• [Data for the task]:
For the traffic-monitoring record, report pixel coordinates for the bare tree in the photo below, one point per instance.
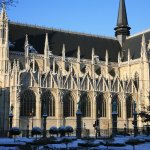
(8, 2)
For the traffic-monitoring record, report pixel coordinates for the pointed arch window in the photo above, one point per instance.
(27, 103)
(85, 106)
(68, 106)
(100, 106)
(49, 102)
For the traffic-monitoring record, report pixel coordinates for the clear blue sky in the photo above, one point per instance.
(89, 16)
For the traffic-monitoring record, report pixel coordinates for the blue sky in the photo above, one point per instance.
(89, 16)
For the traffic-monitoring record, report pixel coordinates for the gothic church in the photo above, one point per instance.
(42, 66)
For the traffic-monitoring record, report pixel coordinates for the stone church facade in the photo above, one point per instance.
(58, 69)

• [What is expected]: Copy out every record above with "traffic-monitoring" swapped for "street-survey" and nothing else changed. Leave the pictures out.

• [The output]:
For the street-survey record, report pixel coordinates for the bare tree in the photo below, one point per instance.
(8, 2)
For the street-survey record, report pixel coordinates for the pointed arch window in the photo above, one point per instance.
(27, 103)
(85, 106)
(68, 106)
(100, 106)
(49, 102)
For the street-survey record, report pixel coordinates for the clear blue sky in the photo above, one point per instance.
(89, 16)
For the street-survey record, report pixel coordinates for the blue sky in the photo above, one point per instance.
(89, 16)
For the street-survey record, report pixel coordinates for the gothic church in the photo above, one point per instance.
(42, 66)
For the street-survey record, report pixel coordinates for the stone church facade in the photo above, one point per instance.
(58, 69)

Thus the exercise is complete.